HOW TO COMPLETE THIS TASK: Reproduce the records verbatim, starting at their first line and stopping after the line that contains "positive clicks: (241, 40)".
::::::::
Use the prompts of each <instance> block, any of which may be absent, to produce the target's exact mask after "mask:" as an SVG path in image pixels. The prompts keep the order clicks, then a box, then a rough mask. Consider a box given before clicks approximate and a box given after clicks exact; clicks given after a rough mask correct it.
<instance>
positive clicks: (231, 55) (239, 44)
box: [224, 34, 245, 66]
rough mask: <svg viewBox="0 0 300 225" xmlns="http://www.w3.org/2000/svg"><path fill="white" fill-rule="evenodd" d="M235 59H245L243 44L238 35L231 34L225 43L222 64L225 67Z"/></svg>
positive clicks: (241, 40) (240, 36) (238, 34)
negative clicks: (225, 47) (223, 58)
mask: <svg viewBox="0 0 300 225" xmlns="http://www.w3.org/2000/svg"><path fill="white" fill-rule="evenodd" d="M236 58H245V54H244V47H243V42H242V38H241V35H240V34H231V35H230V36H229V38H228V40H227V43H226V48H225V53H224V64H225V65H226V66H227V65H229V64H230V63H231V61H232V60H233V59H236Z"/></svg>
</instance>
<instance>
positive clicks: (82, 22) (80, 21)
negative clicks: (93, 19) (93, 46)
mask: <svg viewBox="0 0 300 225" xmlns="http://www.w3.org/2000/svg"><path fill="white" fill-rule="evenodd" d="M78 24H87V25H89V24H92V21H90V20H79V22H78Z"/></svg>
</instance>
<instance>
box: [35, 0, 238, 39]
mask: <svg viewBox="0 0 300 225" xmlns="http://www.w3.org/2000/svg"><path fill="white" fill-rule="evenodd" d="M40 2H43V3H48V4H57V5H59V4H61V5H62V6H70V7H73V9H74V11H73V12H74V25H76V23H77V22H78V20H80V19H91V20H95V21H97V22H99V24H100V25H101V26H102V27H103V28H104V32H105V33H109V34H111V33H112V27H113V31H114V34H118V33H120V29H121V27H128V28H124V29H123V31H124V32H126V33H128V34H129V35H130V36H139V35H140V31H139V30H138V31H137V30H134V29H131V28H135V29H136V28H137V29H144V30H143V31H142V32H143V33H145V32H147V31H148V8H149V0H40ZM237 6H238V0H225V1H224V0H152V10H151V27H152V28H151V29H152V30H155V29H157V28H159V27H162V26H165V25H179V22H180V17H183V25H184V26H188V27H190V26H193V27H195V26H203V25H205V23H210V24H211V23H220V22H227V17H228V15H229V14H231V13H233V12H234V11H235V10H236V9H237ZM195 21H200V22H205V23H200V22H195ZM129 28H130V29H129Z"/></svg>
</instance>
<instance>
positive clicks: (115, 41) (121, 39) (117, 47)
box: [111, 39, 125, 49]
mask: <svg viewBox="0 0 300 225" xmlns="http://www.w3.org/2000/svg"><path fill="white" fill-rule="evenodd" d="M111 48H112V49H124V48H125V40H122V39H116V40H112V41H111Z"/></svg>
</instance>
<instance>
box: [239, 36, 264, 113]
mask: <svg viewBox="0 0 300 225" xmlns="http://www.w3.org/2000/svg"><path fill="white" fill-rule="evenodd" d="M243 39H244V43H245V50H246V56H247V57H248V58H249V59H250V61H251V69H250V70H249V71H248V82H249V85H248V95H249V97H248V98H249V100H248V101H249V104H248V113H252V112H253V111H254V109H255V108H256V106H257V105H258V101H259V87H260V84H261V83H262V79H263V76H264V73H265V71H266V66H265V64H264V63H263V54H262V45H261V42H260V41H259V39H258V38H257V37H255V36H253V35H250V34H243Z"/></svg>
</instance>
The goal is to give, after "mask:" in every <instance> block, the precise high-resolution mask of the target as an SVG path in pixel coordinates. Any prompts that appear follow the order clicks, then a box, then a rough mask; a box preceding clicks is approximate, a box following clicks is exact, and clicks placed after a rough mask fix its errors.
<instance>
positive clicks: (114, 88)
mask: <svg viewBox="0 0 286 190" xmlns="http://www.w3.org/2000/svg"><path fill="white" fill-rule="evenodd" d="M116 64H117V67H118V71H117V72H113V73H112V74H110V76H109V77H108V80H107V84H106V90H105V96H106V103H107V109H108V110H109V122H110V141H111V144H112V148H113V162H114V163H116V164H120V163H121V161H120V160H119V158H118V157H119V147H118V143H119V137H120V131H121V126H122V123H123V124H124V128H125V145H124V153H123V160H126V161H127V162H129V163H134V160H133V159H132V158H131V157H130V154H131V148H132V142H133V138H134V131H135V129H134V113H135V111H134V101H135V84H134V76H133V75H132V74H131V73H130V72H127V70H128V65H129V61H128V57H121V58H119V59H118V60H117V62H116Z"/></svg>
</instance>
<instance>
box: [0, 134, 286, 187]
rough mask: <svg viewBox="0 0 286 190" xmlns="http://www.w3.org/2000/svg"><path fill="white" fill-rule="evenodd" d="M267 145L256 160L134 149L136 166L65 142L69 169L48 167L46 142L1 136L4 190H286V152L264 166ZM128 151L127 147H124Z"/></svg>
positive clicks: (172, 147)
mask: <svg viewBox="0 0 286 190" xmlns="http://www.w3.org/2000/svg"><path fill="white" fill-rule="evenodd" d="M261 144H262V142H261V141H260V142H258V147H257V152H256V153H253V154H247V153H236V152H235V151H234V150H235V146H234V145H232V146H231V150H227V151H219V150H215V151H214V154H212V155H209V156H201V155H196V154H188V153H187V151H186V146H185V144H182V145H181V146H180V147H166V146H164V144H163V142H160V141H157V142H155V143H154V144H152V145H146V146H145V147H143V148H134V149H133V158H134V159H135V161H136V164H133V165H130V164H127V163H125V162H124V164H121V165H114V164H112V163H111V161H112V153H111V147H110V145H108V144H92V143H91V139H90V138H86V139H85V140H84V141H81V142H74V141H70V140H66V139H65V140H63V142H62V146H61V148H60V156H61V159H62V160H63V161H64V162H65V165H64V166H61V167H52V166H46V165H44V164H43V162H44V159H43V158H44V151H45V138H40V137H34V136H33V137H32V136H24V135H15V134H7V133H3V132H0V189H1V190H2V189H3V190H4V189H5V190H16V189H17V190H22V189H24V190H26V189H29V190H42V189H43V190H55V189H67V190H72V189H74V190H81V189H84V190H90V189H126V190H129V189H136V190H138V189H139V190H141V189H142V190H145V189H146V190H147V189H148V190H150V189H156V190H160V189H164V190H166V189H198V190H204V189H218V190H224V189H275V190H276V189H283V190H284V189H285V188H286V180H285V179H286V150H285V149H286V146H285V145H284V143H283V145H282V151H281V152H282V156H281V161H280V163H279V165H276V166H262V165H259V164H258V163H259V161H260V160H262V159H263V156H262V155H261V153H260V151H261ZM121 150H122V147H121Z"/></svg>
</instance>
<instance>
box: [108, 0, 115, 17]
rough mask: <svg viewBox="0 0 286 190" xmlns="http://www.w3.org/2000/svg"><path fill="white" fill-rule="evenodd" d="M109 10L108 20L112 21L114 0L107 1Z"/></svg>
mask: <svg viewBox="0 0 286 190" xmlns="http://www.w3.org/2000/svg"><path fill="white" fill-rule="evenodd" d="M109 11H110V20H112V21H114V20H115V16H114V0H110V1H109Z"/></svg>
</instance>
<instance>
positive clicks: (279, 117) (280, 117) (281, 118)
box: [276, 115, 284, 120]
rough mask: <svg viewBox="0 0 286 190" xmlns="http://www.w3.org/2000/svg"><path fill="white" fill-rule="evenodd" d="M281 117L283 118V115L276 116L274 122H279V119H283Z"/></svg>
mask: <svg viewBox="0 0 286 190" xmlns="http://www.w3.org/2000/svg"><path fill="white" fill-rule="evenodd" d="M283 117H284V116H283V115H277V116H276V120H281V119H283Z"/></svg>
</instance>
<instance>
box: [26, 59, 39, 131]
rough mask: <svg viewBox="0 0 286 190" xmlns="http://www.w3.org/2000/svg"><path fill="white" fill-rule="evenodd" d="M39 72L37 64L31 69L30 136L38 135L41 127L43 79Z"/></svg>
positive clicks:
::::::::
EXERCISE ANSWER:
Use the prompts of each <instance> block, any of which may be absent, to produce the target's exact mask after "mask:" as an SVG path in image pixels. The prompts keep the order clicks, then a box, then a rough mask. Consider a box given before clicks approximate and a box given after clicks exact; clicks given after a rough mask correct it.
<instance>
positive clicks: (231, 55) (239, 44)
box: [224, 34, 245, 66]
rough mask: <svg viewBox="0 0 300 225" xmlns="http://www.w3.org/2000/svg"><path fill="white" fill-rule="evenodd" d="M235 59H245L243 44L238 35L231 34L225 43L222 64L225 67Z"/></svg>
positive clicks: (241, 40) (240, 36) (238, 34)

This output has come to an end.